— START Extract to read —

Brandon Zech and guest Henry G. Sanchez on research as art in San Antonio, a rethink on the art of Venezuela, and a show in El Paso by a prolific Marfa-based artist.
Read Glasstire’s interview with Sanchez here.
1. Contesting Modernity: Informalism in Venezuela, 1955-1975
Museum of Fine Arts, Houston
October 28 – January 21, 2019
“Contesting Modernity: Informalism in Venezuela, 1955–1975 charts the trajectory of the Venezuelan Informalist movement from the mid-1950s through its last manifestations in the 1970s. More than 100 works of art across a variety of media—collage, painting, assemblage, photography—showcase the richness and complexity of the underrepresented movement.”
2. Julie Speed: East of the Sun and West of the Moon
El Paso Museum of Art
November 16 – April 7, 2019
“This exhibition will feature nearly fifty works of art from the last five years, many never before exhibited, exploring Julie Speed’s mining of Western and Eastern imagery, her combination of structured and spontaneous processes, and her creation of narratives and worlds that ignite the viewer’s imagination. For the exhibition, Speed has designed a site-specific, three-channel video and sound installation–the Close-Up Room–in EPMA’s Robert Hilary Hoy III Memorial Conference Room. The Close-Up Room recreates the lively context of Speed’s Marfa studio, illuminating her creative process through projected images of her workspace, collages, and paintings paired with the music she listens to while creating.”
3. Jackie Tileston: Instructions for Dissolution
Holly Johnson Gallery (Dallas)
November 17 – January 26, 2019
A show of new paintings and works on paper by artist Jackie Tileston. “Tileston’s paintings are heterotopic spaces in which diverse strategies and nomadic thinking create complex images that investigate the contemporary sublime and states of being.”

— END Extract to read —
— START Dataset rows —

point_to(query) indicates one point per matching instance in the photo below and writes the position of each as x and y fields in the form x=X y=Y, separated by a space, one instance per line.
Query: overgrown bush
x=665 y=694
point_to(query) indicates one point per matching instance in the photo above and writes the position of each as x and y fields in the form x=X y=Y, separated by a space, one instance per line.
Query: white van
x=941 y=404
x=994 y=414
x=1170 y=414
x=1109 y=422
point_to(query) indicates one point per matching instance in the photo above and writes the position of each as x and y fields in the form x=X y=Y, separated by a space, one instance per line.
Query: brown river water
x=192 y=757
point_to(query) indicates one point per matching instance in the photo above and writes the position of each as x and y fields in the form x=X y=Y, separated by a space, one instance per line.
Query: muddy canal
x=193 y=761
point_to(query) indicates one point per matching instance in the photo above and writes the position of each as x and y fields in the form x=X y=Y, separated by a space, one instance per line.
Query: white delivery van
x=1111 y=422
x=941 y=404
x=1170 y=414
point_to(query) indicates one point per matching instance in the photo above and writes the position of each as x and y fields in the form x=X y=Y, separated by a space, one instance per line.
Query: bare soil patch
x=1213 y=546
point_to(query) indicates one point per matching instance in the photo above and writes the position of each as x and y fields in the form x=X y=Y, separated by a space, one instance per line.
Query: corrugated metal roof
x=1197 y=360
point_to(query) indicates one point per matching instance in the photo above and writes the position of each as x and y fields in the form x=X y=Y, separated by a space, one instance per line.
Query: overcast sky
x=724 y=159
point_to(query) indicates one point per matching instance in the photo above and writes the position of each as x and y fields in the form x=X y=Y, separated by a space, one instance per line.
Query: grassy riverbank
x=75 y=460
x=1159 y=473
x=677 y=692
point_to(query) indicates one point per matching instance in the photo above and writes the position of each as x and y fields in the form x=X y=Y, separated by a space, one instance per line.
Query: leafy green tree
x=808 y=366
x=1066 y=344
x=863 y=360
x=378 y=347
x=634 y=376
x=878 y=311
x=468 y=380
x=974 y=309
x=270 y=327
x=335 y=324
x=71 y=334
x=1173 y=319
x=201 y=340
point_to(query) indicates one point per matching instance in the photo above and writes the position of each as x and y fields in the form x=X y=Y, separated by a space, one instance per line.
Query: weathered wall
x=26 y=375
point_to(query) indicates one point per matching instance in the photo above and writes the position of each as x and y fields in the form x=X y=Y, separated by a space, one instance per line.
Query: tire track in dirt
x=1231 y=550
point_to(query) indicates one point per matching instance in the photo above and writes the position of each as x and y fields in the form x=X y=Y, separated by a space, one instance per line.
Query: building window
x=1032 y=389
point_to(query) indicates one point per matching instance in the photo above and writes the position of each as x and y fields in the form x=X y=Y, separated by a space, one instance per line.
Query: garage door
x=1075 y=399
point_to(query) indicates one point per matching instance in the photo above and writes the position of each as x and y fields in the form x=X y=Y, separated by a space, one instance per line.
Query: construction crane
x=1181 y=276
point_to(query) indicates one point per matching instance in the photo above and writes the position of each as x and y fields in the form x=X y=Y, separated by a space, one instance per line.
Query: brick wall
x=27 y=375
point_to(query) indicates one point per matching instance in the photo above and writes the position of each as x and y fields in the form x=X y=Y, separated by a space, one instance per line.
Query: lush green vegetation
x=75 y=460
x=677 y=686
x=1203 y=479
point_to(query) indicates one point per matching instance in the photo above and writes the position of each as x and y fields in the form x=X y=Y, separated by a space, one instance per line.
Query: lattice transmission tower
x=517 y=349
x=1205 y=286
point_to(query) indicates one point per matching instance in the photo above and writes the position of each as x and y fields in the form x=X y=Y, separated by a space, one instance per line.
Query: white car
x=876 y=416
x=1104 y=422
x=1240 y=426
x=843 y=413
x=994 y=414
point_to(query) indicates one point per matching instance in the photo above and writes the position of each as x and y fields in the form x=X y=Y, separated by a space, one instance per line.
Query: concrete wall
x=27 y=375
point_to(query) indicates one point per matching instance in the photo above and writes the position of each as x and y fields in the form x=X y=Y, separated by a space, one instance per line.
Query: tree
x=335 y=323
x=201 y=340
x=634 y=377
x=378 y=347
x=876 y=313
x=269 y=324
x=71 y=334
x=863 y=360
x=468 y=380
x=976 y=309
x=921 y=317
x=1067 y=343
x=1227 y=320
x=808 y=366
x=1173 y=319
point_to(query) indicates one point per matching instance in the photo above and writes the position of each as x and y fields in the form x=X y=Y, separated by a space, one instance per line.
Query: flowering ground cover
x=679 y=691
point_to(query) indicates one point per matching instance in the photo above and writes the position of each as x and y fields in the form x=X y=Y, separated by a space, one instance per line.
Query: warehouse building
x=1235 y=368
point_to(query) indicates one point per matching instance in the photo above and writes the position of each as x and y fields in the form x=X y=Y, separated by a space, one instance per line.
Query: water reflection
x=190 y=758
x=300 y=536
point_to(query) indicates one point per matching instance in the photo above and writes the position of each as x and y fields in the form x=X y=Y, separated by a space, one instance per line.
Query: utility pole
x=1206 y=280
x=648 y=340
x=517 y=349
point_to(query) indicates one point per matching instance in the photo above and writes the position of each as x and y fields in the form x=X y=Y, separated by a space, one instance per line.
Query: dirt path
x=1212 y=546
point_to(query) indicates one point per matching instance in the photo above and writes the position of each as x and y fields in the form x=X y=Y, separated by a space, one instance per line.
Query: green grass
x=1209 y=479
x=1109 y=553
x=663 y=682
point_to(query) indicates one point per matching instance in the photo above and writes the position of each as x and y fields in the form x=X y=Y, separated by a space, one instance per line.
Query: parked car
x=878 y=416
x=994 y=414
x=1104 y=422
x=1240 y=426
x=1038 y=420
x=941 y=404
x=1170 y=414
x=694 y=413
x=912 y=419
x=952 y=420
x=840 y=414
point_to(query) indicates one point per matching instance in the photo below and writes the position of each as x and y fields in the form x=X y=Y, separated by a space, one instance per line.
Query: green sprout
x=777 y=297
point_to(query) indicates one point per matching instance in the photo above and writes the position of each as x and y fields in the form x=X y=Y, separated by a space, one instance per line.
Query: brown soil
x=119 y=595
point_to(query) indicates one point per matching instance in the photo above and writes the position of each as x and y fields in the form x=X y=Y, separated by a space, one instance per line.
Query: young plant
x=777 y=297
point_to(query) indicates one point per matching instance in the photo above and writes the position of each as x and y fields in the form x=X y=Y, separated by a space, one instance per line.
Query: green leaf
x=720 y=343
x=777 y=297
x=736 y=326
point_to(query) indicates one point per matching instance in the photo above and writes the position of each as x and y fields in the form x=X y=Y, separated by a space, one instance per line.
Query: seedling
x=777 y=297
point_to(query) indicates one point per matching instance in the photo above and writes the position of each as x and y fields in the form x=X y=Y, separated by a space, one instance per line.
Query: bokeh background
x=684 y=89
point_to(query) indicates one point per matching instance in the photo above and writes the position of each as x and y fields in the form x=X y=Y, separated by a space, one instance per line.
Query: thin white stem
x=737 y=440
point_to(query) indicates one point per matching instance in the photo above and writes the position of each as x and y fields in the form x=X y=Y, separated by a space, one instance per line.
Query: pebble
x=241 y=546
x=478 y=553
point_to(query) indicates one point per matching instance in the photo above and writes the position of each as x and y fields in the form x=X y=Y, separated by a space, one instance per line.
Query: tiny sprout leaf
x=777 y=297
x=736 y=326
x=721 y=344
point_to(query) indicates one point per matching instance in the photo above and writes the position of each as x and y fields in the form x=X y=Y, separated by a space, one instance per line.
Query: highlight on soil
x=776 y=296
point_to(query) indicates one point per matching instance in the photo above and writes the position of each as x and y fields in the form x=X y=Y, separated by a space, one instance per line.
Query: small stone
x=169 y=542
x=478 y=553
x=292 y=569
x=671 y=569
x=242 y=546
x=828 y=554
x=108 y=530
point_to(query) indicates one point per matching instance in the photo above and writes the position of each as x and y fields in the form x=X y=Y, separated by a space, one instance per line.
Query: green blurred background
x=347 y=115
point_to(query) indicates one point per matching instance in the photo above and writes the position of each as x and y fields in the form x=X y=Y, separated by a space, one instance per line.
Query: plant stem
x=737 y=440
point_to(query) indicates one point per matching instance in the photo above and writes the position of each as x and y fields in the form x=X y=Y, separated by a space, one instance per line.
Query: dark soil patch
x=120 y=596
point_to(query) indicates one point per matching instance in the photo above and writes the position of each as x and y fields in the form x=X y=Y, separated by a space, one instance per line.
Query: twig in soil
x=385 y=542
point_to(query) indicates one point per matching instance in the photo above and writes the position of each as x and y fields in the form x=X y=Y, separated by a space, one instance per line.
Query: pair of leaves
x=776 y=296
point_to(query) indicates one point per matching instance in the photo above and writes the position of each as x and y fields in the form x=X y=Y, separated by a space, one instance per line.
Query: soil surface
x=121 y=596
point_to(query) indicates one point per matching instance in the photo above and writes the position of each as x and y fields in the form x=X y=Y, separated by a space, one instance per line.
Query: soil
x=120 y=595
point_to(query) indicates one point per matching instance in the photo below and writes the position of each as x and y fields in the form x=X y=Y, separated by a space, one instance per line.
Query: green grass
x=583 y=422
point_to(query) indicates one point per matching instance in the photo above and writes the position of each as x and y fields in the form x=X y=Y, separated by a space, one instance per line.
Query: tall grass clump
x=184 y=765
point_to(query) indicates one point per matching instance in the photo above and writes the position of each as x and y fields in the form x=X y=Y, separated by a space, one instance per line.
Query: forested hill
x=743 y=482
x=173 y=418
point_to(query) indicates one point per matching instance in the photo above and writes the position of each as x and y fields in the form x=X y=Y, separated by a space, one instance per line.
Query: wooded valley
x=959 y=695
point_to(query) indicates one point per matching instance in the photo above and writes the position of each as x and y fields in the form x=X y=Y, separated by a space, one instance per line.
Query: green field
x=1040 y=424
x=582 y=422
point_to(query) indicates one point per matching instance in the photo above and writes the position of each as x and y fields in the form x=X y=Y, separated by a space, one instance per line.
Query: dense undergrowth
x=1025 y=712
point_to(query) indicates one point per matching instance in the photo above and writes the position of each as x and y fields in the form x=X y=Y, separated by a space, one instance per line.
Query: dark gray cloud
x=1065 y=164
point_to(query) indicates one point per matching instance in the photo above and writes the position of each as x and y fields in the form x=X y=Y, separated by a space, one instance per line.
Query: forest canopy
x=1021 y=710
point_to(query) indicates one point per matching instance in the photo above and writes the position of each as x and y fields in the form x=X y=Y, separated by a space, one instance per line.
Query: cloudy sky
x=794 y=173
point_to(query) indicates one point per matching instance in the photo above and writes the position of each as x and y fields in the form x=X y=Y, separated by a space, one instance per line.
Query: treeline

— END Dataset rows —

• [Written problem 1]: In the exhibition listings, reproduce the passage that opens with the words "2. Julie Speed: East" and closes with "Johnson Gallery (Dallas)".
• [Written problem 2]: According to the exhibition listings, in which room of the El Paso Museum of Art is the Close-Up Room installed?
• [Written problem 3]: Pick up the exhibition listings after their last sentence and keep writing.

• [Task output 1]:
2. Julie Speed: East of the Sun and West of the Moon
El Paso Museum of Art
November 16 – April 7, 2019
“This exhibition will feature nearly fifty works of art from the last five years, many never before exhibited, exploring Julie Speed’s mining of Western and Eastern imagery, her combination of structured and spontaneous processes, and her creation of narratives and worlds that ignite the viewer’s imagination. For the exhibition, Speed has designed a site-specific, three-channel video and sound installation–the Close-Up Room–in EPMA’s Robert Hilary Hoy III Memorial Conference Room. The Close-Up Room recreates the lively context of Speed’s Marfa studio, illuminating her creative process through projected images of her workspace, collages, and paintings paired with the music she listens to while creating.”
3. Jackie Tileston: Instructions for Dissolution
Holly Johnson Gallery (Dallas)

• [Task output 2]: The Robert Hilary Hoy III Memorial Conference Room.

• [Task output 3]:
4.1. Kaneem Smith: Captive Sojourn and the Indefinite
Galveston Arts Center
November 24 – January 13, 2019
“Kaneem Smith’s exhibition, Captive Sojourn and the Indefinite, explores the tumultuous relationship between trade, consumption, and commodities. Referencing Galveston’s location on a natural port in the Gulf of Mexico, and its historical and contemporary ties to the exchange of goods and labor, her installation contemplates the trade of natural materials, specifically cotton and coffee through textiles, such as burlap used for import/export purposes. Smith draws inspiration from a familial and historical standpoint of personal experience and the human condition. Her exploration of three-dimensional form incorporates subtle psychological ideas of corruption and its lingering effects on human anthropology and American history.”
4.2. Renata Lucia: News vs. Nature (Gulf)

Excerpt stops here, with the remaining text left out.